--- begin Given passage ---
As a result, I wrote some code to address these points and would like to know if it meets your approval.

Design

First, I renamed Filter interface to FilterChain and filterFunc to filter since I think this may better describe their functionality (Maybe this is not needed).

Then I added some interfaces.

Filters generation

FilterGen is responsible for generating filters with filter options by calling Get, and filter options should be validated before Get by calling Validate

// FilterGen generate a filter from a filter option
type FilterGen interface {
	Name() string
	Get(*FilterOption) filter
	Validate(*FilterOption) error
}

type FilterOption struct {
	KvCacheThreshold *float64 `json:"kvCacheThreshold,omitempty"`

	QueueThresholdCritical *int `json:"queueThresholdCritical,omitempty"`
	QueueingThresholdLoRA  *int `json:"queueingThresholdLoRA,omitempty"`

	// TopK defines the top k pods to be selected, if not specified, 3 will be used
	TopK *int `json:"topK,omitempty"`
	// TopKBy defines the metric to be used for top k selection,
	// `waiting_queue_size` and `kv_cache_usage_percent` are available
	TopKBy *string `json:"topKBy,omitempty"`
}

And I added a topk filter, though the performance of this filter have not been tested yet.

func filterTopKGetter(opt *FilterOption) filter {
        // defaults to 3
	k := DefaultTopK
	if opt.TopK != nil {
		k = *opt.TopK
	}
	var cmp func(a, b *backend.PodMetrics) bool
	switch *opt.TopKBy {
	case TopKByKVCacheUsagePercent:
		cmp = func(a, b *backend.PodMetrics) bool {
			return a.KVCacheUsagePercent > b.KVCacheUsagePercent
		}
	case TopKByWaitingQueueSize:
		cmp = func(a, b *backend.PodMetrics) bool {
			return a.WaitingQueueSize > b.WaitingQueueSize
		}
	}
	topk := algorithms.NewHeapTopK(cmp)
	return func(req *LLMRequest, pods []*backend.PodMetrics) ([]*backend.PodMetrics, error) {
		return topk.TopK(pods, k), nil
	}
}

Orchestrate filter chains

FilterOrchestrator is responsible to orchestrate a filter chain with FilterOrchestration configuration which is loaded from configmap for now (maybe use a CRD?).
--- end Given passage ---
--- begin Collected material ---
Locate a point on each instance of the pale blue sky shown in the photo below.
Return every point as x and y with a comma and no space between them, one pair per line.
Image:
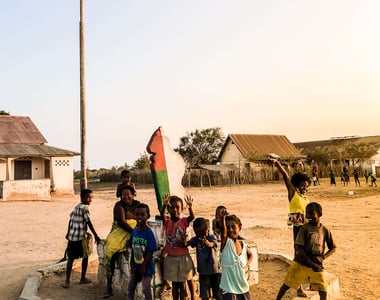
--- end Collected material ---
__Set problem 1__:
Decide whether each statement agrees with the filter design post, answering yes or no and quoting the text's deciding words: (a) If TopK is not specified, 3 is used. (b) The performance of the topk filter has been tested. (c) The FilterOrchestration configuration is currently loaded from a configmap.
__Set problem 2__:
According to the filter design post, what new name was given to the Filter interface?
The data has no connection to the filter design post.

__Task output 1__:
(a) Yes: "if not specified, 3 will be used"
(b) No: "the performance of this filter have not been tested yet"
(c) Yes: "which is loaded from configmap for now"

__Task output 2__:
FilterChain